[Written request] Can you turn every line of the rows below into a JSON list of strings, one string per line, with blank lines left out?
.....
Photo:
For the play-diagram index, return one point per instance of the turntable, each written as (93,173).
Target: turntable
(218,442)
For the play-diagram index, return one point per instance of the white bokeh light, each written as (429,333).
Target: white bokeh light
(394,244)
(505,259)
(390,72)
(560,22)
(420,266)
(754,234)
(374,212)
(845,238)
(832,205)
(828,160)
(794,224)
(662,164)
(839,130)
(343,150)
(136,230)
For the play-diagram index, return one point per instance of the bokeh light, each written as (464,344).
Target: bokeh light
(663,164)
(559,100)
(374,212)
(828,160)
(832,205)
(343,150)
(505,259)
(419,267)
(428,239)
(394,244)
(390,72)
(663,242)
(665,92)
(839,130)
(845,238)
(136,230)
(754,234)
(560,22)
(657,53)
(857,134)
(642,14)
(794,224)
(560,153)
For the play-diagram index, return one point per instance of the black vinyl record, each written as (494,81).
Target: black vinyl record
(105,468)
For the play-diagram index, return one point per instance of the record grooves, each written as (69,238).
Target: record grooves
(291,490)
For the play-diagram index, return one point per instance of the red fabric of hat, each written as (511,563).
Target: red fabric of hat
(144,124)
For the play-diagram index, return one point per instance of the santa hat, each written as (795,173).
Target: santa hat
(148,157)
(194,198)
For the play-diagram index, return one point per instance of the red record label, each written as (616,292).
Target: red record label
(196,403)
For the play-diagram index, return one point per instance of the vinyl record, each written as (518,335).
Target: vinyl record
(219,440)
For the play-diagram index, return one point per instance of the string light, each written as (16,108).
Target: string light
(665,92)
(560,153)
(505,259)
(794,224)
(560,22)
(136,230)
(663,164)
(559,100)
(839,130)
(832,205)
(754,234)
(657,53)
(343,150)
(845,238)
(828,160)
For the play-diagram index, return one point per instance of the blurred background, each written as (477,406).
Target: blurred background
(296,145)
.....
[Written solution]
[
  "Photo:",
  "For the play-diagram index, return one point per instance of the turntable, each written as (93,173).",
  "Target: turntable",
  "(218,442)",
  "For the play-diagram index, return one point per instance of the white bokeh light, each written as (429,333).",
  "Target: white bokeh light",
  "(394,244)",
  "(505,259)",
  "(390,72)",
  "(560,22)",
  "(420,266)",
  "(754,234)",
  "(374,212)",
  "(845,238)",
  "(832,205)",
  "(828,160)",
  "(794,224)",
  "(662,164)",
  "(839,130)",
  "(343,150)",
  "(136,230)",
  "For the play-diagram index, return one point per instance of the bokeh light, each written as (464,344).",
  "Target: bokeh light",
  "(663,164)",
  "(559,100)",
  "(374,212)",
  "(828,160)",
  "(832,205)",
  "(343,150)",
  "(505,259)",
  "(419,267)",
  "(428,239)",
  "(394,244)",
  "(390,72)",
  "(663,242)",
  "(665,92)",
  "(839,130)",
  "(845,238)",
  "(136,230)",
  "(754,234)",
  "(560,22)",
  "(657,53)",
  "(857,134)",
  "(642,14)",
  "(794,224)",
  "(560,153)",
  "For the play-diagram index, return one point per instance of the black vinyl record, each written as (494,81).",
  "Target: black vinyl record",
  "(105,468)",
  "For the play-diagram index, return one point per instance of the record grooves, each written as (69,238).",
  "Target: record grooves",
  "(291,490)",
  "For the play-diagram index, return one point per instance of the red fabric of hat, each written as (511,563).",
  "Target: red fabric of hat",
  "(144,124)",
  "For the play-diagram index, return one point per instance of the santa hat, each written as (795,173).",
  "Target: santa hat",
  "(148,157)",
  "(194,198)",
  "For the play-diagram index, return one point per instance of the red record label, each written as (616,292).",
  "Target: red record label",
  "(196,403)",
  "For the play-diagram index, return one point per instance of the vinyl record, each written as (518,335).",
  "Target: vinyl record",
  "(219,440)",
  "For the play-diagram index, return one point per instance of the string light, each written as (16,108).",
  "Target: string light",
  "(665,92)",
  "(560,153)",
  "(505,259)",
  "(794,224)",
  "(560,22)",
  "(136,230)",
  "(663,164)",
  "(559,100)",
  "(839,130)",
  "(832,205)",
  "(754,234)",
  "(657,53)",
  "(343,150)",
  "(845,238)",
  "(828,160)",
  "For the play-diagram index, return one point per instance of the blurred background, each written as (477,406).",
  "Target: blurred background",
  "(296,145)"
]